» 課題:
[a] 提示テキストのうち「押え板5を取付け部本体4に結合させて」で始まる段落を、主要な事実を残したまま箇条書きで簡潔にまとめてください。
[b] 提示テキストから、「押え板5を取付け部本体4に結合させて刃体」から「5を移動させることができる。」までを、末尾の語句も含めて一字一句変えずに写し取ってください。

» 提示テキスト:
++++++

押え板5を取付け部本体4に結合させて刃体18を取り付ける構造は公知の構成が用いられる。例えば特開平7−31757号公報に開示されているように、ヒンジピン、ヒンジ管及びバネ片を用いる取り付け構造である。この構造を本発明に使用するときは、押え板5の内面に長さ方向に延びるヒンジピンを設け、取付け部本体4の内面にはそのヒンジピンを受けるヒンジ管を設け、ヒンジピンをヒンジ管に挿入することにより押え板5を取付け部本体4に結合すると共に、刃体18を挟持するように取り付ける(図示せず。)。その際に、取付け部本体4と押え板5の間でヒンジピンよりも上方にバネ片を組み込むことにより、このバネ片の弾性力によって替刃が確実に挟持され取り付けられる。押え板5を取付け部本体4に結合する方法は、まず、押え板のヒンジピンと取付け部本体4のヒンジ管が長さ方向にずれるように両者の内面同士をずらして合せる。次に、押え板5を取付け部本体4に対して長さ方向に移動させながらヒンジピンをヒンジ管に挿入させて両者を結合するのである。また、押え板5を取付け部本体4から取り外すときは、押え板5を結合するときと反対方向に移動させればよい。その取り外しの際、折り曲げた中指や薬指や小指などの指の内面が柄3の背側から包むようにして柄3を握ると、親指は押え板5の側にくるので、親指を押え板5のいずれかの窪みに当てて長さ方向に押すことによって、押え板5は先方に移動してヒンジピンがヒンジ管から抜けて押え板5を取り外すことができる。この場合、親指が例えば窪み22の場合はその縦辺37に掛かるので、親指が滑ることなく押え板5を移動させることができる。

++++++

» データ:
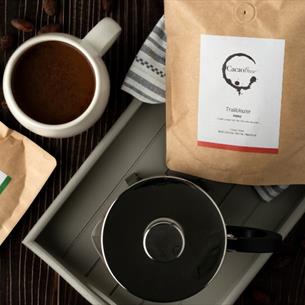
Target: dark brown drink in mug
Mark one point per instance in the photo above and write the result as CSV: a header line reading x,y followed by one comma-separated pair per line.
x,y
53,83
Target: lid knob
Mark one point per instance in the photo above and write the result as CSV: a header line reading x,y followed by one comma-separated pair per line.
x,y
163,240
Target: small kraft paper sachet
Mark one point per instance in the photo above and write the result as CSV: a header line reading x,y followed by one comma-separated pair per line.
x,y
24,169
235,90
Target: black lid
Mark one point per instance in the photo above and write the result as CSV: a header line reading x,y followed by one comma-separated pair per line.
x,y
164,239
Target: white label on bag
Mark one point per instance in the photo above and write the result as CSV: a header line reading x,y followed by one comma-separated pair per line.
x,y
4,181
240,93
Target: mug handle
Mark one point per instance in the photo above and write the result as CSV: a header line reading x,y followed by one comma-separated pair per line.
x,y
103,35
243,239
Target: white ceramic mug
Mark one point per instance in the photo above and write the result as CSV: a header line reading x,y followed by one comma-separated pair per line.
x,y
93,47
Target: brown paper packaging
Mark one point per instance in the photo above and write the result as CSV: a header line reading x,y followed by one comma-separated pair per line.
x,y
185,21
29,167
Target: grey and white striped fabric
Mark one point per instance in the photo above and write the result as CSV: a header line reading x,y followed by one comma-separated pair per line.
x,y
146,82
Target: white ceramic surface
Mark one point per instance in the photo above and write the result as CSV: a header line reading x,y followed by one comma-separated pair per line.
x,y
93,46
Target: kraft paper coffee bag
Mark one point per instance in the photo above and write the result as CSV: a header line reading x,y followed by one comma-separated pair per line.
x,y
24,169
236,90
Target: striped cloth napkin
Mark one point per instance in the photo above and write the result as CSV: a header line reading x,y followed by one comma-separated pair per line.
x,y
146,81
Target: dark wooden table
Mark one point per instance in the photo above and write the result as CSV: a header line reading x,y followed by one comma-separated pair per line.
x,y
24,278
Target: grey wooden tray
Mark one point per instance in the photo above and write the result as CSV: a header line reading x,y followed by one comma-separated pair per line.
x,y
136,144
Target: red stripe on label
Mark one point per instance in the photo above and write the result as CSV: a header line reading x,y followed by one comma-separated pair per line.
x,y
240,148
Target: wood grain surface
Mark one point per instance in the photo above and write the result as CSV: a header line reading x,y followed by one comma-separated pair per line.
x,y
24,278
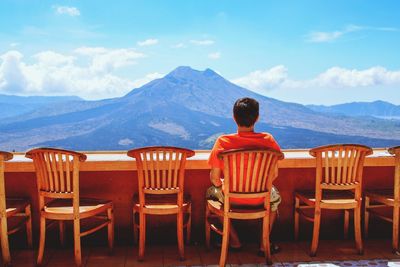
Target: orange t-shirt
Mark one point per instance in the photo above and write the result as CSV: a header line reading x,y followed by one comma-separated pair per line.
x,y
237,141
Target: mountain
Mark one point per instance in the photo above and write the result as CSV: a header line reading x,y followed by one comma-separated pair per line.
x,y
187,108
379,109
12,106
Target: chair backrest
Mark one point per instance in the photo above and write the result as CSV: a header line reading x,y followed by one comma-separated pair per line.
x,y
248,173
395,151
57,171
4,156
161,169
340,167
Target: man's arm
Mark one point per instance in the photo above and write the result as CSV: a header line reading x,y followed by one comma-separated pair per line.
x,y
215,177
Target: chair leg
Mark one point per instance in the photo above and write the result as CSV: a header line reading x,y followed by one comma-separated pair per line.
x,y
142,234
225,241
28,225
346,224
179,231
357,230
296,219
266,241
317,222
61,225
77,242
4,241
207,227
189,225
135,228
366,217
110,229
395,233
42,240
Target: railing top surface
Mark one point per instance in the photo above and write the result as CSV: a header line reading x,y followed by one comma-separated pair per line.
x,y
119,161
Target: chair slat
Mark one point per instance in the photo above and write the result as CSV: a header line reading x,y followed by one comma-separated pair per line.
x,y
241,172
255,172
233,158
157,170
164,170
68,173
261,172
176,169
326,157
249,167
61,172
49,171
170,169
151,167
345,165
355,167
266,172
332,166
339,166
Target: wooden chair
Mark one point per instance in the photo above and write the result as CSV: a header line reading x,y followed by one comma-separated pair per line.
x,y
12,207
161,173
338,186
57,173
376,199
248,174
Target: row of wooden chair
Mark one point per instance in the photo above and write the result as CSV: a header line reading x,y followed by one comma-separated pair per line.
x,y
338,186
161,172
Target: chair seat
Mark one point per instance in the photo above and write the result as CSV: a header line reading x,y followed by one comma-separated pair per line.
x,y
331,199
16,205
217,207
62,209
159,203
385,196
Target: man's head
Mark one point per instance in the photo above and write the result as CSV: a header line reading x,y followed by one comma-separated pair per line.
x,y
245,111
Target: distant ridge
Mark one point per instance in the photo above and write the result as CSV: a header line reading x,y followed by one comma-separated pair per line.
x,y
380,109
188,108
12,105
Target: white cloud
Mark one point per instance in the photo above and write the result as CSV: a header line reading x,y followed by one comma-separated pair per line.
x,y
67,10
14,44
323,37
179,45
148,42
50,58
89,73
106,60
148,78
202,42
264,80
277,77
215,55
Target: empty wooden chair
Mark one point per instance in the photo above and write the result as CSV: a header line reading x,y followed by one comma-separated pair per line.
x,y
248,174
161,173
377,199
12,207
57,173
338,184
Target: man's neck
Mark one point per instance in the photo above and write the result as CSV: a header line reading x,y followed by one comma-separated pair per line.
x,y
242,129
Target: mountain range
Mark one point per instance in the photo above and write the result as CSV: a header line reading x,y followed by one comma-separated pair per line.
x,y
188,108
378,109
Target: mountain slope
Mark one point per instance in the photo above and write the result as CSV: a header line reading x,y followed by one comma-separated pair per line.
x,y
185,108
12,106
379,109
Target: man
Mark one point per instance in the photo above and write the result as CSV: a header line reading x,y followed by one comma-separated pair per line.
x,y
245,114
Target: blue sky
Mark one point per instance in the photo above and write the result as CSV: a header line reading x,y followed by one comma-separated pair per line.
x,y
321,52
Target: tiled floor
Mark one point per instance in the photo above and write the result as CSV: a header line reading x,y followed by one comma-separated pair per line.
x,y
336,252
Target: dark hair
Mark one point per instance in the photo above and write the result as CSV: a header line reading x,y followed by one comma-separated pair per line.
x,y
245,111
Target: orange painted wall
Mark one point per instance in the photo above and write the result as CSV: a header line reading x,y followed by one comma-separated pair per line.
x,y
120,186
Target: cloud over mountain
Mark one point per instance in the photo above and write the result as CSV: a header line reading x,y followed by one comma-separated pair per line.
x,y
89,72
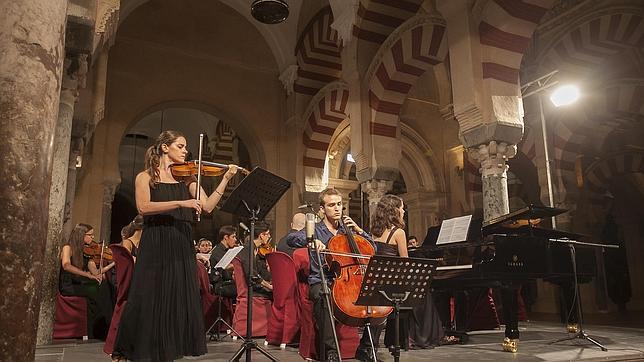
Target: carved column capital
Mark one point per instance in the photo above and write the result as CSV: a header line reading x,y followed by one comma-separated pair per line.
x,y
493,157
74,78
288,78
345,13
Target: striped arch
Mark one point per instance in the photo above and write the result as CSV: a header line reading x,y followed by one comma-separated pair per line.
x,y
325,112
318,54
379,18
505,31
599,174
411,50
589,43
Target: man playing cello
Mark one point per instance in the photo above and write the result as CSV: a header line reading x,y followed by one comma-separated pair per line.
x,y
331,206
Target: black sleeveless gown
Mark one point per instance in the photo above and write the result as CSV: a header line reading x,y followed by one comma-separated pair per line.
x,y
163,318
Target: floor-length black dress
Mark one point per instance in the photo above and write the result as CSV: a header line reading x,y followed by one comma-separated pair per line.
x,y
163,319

++++++

» 解答:
[a]
- 押え板5を取付け部本体4に結合して刃体18を取り付ける構造には公知の構成を用いる。例は、特開平7−31757号公報に開示されたヒンジピン、ヒンジ管、バネ片による構造である。
- 押え板5の内面に長さ方向に延びるヒンジピンを設け、取付け部本体4の内面にヒンジ管を設ける。ヒンジピンをヒンジ管に挿入して両者を結合し、刃体18を挟持する(図示せず)。
- 取付け部本体4と押え板5の間でヒンジピンより上方にバネ片を組み込み、その弾性力で替刃を確実に挟持する。
- 結合するときは、ヒンジピンとヒンジ管が長さ方向にずれるように両者の内面をずらして合わせる。次に押え板5を長さ方向に移動させながら、ヒンジピンをヒンジ管に挿入する。
- 取り外すときは、結合時と反対方向に押え板5を移動させる。
- 曲げた中指・薬指・小指などで柄3を背側から包むように握ると、親指が押え板5の側にくる。親指を押え板5のいずれかの窪みに当てて長さ方向に押すと、押え板5が先方へ移動する。これによりヒンジピンがヒンジ管から抜け、押え板5が外れる。
- 窪み22の場合は親指がその縦辺37に掛かるため、滑らずに押え板5を移動できる。

[b]
押え板5を取付け部本体4に結合させて刃体18を取り付ける構造は公知の構成が用いられる。例えば特開平7−31757号公報に開示されているように、ヒンジピン、ヒンジ管及びバネ片を用いる取り付け構造である。この構造を本発明に使用するときは、押え板5の内面に長さ方向に延びるヒンジピンを設け、取付け部本体4の内面にはそのヒンジピンを受けるヒンジ管を設け、ヒンジピンをヒンジ管に挿入することにより押え板5を取付け部本体4に結合すると共に、刃体18を挟持するように取り付ける(図示せず。)。その際に、取付け部本体4と押え板5の間でヒンジピンよりも上方にバネ片を組み込むことにより、このバネ片の弾性力によって替刃が確実に挟持され取り付けられる。押え板5を取付け部本体4に結合する方法は、まず、押え板のヒンジピンと取付け部本体4のヒンジ管が長さ方向にずれるように両者の内面同士をずらして合せる。次に、押え板5を取付け部本体4に対して長さ方向に移動させながらヒンジピンをヒンジ管に挿入させて両者を結合するのである。また、押え板5を取付け部本体4から取り外すときは、押え板5を結合するときと反対方向に移動させればよい。その取り外しの際、折り曲げた中指や薬指や小指などの指の内面が柄3の背側から包むようにして柄3を握ると、親指は押え板5の側にくるので、親指を押え板5のいずれかの窪みに当てて長さ方向に押すことによって、押え板5は先方に移動してヒンジピンがヒンジ管から抜けて押え板5を取り外すことができる。この場合、親指が例えば窪み22の場合はその縦辺37に掛かるので、親指が滑ることなく押え板5を移動させることができる。